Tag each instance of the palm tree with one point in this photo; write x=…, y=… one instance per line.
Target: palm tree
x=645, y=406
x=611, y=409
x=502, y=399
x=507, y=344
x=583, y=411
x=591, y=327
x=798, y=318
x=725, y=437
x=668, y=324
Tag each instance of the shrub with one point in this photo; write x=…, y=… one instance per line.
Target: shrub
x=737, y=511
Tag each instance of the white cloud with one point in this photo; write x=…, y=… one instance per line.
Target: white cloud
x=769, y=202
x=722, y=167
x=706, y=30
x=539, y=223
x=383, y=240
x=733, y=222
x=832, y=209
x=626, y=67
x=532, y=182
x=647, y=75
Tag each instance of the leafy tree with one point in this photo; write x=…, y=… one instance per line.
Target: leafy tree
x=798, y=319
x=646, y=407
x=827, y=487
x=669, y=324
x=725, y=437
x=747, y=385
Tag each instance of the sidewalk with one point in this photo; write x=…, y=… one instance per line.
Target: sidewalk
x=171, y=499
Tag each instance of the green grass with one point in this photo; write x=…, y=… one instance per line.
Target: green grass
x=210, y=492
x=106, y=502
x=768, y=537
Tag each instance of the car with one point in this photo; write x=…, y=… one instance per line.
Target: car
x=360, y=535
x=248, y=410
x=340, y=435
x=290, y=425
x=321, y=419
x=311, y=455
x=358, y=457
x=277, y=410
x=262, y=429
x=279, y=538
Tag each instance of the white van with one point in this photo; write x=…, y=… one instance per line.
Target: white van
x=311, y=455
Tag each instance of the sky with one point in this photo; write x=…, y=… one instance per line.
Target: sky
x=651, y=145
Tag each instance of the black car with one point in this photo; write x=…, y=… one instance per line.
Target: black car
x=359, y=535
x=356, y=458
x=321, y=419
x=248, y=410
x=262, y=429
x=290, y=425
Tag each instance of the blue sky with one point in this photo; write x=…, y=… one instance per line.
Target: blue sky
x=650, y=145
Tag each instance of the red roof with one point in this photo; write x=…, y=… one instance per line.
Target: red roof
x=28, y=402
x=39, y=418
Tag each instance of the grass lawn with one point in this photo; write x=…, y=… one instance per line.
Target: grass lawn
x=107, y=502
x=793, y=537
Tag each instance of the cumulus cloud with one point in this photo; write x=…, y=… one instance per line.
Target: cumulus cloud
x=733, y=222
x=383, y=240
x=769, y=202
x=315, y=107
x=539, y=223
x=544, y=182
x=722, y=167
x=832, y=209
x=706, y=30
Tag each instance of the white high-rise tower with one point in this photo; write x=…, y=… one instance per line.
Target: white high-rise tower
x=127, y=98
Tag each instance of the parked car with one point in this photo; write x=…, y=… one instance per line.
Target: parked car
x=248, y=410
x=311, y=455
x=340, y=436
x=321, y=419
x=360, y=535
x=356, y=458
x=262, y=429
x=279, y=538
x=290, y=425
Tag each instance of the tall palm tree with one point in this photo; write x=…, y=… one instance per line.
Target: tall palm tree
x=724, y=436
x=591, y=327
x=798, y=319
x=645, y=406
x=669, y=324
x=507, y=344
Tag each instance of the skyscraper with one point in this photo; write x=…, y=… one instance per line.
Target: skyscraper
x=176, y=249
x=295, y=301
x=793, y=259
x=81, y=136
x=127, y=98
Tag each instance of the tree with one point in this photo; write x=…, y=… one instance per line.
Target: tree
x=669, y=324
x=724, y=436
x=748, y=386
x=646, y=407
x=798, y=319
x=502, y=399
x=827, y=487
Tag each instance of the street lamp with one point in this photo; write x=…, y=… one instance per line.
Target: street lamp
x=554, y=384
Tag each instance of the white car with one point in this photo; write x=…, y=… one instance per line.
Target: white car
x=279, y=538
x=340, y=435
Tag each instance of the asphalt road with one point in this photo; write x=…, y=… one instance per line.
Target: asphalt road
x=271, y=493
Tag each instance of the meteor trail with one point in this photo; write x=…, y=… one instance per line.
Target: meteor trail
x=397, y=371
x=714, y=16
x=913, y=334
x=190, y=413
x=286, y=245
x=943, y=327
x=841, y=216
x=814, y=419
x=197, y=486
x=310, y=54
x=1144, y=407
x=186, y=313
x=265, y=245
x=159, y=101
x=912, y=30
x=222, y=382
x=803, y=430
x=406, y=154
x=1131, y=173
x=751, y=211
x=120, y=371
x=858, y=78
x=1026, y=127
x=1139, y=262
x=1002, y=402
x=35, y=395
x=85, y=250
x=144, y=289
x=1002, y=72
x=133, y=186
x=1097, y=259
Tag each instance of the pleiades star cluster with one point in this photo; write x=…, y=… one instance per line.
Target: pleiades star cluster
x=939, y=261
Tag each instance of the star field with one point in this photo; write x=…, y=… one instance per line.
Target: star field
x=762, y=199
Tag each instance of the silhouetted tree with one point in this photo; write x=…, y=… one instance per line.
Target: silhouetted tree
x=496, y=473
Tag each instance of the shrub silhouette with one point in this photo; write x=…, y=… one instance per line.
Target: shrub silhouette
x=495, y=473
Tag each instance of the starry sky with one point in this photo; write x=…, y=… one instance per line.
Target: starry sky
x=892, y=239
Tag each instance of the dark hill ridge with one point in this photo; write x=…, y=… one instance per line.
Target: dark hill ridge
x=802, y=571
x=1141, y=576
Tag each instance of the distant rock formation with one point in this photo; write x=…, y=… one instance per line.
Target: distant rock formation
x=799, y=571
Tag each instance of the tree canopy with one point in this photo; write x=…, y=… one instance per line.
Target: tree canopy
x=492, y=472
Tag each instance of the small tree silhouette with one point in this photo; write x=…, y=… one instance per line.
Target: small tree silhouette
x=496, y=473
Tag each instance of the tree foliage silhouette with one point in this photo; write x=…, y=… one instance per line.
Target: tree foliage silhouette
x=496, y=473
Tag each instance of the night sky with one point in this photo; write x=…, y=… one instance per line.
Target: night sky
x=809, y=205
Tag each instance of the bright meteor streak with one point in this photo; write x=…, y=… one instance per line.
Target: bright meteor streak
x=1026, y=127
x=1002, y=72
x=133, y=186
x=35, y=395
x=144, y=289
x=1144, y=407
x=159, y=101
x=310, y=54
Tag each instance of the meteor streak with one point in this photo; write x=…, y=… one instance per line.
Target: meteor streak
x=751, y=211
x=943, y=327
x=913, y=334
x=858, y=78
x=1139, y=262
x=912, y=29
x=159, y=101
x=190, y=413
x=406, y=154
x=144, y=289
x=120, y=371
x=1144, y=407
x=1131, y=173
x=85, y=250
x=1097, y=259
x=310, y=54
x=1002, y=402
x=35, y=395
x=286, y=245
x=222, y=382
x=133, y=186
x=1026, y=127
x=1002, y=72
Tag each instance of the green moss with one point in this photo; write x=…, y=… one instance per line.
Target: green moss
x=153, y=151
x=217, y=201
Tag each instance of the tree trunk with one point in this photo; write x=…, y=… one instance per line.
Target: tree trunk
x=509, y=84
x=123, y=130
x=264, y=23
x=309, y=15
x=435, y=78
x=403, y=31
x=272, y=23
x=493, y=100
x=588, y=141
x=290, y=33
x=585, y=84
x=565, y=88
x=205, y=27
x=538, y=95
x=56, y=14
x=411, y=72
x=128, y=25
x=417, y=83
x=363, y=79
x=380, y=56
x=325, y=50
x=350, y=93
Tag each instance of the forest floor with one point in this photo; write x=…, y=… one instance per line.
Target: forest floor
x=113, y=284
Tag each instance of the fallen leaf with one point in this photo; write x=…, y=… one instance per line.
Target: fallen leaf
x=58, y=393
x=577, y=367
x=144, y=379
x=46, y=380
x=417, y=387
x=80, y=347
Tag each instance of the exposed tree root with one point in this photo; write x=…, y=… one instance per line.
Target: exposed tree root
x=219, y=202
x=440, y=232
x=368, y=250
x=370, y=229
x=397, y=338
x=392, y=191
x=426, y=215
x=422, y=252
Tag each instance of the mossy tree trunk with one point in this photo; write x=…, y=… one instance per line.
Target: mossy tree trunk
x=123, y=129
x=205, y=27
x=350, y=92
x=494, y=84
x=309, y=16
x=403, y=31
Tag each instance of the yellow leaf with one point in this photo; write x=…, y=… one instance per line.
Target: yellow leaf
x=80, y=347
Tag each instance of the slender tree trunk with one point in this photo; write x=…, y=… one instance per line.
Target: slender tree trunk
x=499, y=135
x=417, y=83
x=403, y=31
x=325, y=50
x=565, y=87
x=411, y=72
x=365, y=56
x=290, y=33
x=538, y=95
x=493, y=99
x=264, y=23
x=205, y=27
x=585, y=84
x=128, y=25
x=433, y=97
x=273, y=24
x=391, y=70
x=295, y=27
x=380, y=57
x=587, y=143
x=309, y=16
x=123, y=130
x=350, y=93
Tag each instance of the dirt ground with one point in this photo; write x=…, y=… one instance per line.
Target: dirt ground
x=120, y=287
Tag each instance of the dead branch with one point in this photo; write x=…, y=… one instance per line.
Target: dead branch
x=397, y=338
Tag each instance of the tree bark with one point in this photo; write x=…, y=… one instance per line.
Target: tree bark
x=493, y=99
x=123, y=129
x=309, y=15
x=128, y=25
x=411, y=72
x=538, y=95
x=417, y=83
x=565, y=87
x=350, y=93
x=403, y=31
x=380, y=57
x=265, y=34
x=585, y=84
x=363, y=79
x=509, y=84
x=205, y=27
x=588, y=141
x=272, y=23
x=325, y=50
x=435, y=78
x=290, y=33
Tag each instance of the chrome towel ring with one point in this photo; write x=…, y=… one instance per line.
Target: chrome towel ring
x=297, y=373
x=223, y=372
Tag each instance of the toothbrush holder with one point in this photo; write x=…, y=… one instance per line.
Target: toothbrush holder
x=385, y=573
☆ ☆ ☆ ☆
### Exercise requirements:
Place into a JSON list of strings the lines of the entries above, from the line containing "Tag each instance of the red" up to and including the line containing "x=39, y=418", with one string per line and any blank lines omitted.

### Response:
[
  "Tag each instance of the red roof with one point in this photo; write x=…, y=… one instance per line.",
  "Target: red roof",
  "x=28, y=402",
  "x=39, y=418"
]